### Task details
Copy the records word for word, starting at the line that contains "Mark the region of every instance of the warehouse" and ending after the line that contains "305L77 233L40 265L35".

-=-=-=-=-

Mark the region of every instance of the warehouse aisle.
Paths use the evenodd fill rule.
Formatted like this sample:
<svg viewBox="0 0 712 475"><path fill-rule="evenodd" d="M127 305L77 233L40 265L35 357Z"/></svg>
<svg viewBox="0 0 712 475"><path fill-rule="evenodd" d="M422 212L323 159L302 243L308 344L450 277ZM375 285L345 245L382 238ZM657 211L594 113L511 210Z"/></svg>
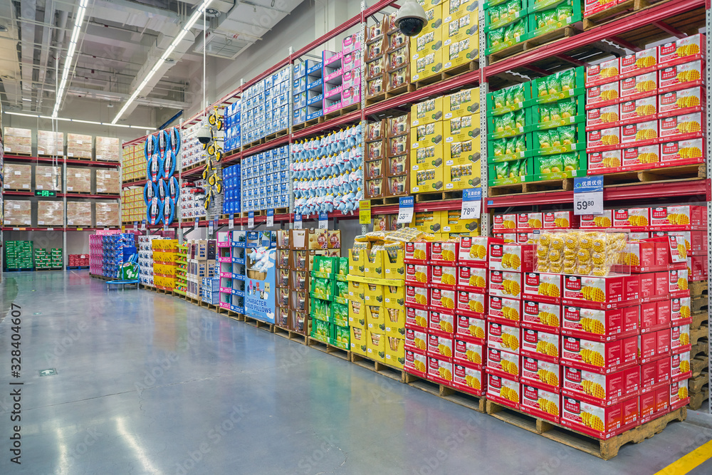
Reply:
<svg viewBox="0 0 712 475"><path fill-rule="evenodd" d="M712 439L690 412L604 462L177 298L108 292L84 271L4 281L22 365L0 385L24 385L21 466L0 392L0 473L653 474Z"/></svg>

-=-=-=-=-

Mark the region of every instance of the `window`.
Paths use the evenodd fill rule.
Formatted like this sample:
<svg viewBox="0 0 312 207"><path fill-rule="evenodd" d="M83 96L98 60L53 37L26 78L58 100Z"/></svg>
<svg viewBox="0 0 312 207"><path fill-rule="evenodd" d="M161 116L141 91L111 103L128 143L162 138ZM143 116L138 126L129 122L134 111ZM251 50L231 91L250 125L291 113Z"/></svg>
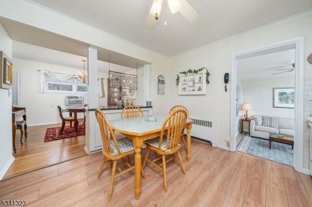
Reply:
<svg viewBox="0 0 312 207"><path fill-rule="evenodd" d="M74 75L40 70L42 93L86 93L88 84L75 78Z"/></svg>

-=-=-=-=-

### Exercise answer
Mark the region of every instance of the warehouse aisle.
Paths use the evenodd fill rule.
Formatted like this sample:
<svg viewBox="0 0 712 475"><path fill-rule="evenodd" d="M127 305L77 233L40 265L35 357Z"/></svg>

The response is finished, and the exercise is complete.